---------- MATERIAL PROVIDED

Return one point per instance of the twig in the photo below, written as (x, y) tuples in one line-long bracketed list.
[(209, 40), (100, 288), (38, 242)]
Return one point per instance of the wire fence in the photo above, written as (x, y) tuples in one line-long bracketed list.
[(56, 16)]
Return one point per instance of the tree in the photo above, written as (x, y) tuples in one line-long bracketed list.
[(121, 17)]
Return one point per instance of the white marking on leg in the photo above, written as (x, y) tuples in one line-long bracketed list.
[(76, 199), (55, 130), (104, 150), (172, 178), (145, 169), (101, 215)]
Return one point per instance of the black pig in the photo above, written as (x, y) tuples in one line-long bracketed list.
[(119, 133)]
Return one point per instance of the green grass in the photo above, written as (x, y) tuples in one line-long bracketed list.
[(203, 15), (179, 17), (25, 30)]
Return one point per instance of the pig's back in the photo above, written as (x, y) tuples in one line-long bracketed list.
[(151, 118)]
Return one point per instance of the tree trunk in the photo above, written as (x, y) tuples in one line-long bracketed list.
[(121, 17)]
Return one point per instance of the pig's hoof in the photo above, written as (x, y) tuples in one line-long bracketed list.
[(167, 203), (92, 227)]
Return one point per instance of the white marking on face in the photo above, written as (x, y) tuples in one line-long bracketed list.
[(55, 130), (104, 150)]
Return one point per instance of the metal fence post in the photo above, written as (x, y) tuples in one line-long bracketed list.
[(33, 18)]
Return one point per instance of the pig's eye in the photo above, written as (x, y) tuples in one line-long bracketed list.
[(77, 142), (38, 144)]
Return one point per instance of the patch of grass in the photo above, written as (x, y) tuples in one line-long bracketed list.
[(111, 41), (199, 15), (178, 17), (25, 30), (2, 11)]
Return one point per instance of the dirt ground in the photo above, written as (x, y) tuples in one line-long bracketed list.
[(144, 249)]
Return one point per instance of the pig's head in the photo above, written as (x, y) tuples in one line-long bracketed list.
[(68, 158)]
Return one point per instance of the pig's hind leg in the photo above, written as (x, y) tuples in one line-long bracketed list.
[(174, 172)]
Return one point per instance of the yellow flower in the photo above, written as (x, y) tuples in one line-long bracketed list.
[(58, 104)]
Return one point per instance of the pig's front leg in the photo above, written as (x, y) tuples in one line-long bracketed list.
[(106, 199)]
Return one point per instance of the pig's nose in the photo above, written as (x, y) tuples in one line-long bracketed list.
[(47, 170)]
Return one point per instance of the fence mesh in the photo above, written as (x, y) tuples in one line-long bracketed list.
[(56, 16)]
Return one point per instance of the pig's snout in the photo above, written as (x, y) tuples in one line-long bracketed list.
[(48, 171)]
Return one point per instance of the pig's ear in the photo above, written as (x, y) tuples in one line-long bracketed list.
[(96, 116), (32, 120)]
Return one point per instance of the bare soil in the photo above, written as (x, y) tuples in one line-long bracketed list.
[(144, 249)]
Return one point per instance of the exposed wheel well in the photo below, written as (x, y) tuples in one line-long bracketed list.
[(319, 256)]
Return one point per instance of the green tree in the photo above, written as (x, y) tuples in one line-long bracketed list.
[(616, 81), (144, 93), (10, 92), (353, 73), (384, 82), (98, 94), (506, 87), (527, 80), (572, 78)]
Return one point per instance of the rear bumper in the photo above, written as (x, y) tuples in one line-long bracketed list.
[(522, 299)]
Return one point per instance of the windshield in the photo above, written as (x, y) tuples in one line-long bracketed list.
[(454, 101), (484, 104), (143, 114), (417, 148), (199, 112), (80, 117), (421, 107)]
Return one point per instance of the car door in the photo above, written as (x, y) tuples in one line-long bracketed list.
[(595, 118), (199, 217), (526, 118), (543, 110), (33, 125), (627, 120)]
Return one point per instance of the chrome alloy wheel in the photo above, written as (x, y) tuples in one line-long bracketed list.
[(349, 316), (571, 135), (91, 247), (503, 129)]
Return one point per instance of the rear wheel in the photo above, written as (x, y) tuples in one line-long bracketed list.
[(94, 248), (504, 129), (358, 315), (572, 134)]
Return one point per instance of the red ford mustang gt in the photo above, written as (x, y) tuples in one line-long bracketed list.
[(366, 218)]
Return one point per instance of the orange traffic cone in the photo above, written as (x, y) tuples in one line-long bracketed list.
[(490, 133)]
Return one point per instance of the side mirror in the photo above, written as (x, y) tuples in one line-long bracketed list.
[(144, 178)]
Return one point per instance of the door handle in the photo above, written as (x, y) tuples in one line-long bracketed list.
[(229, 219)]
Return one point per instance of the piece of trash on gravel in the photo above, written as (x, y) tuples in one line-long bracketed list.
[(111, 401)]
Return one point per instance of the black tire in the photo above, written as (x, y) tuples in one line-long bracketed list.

--------------------

▶ [PROBLEM STATEMENT] Starting with the line that contains "Return one point per instance of the orange", write out each line through the end of the listing, exactly as it appears, and include nothing else.

▶ [PROBLEM SOLUTION]
Return one point per instance of the orange traffic cone in the photo above, written as (x, y) tuples in one line-long bracketed list.
[(490, 133)]
Return one point per instance of the side mirror in the photo above, written as (x, y) tuples in one line-long bracketed list.
[(144, 178)]
Return one point per instance of the door handle in the photo above, written as (x, y) tuples in one line-long bracketed list.
[(229, 219)]
Return one point per instance of the piece of trash on gravel in the photo above, written as (x, y) tuples in one line-long bracketed list.
[(111, 401)]
Return one point per instance of the black tire in the photo above, written as (x, y) tuples in one line-long bracketed list.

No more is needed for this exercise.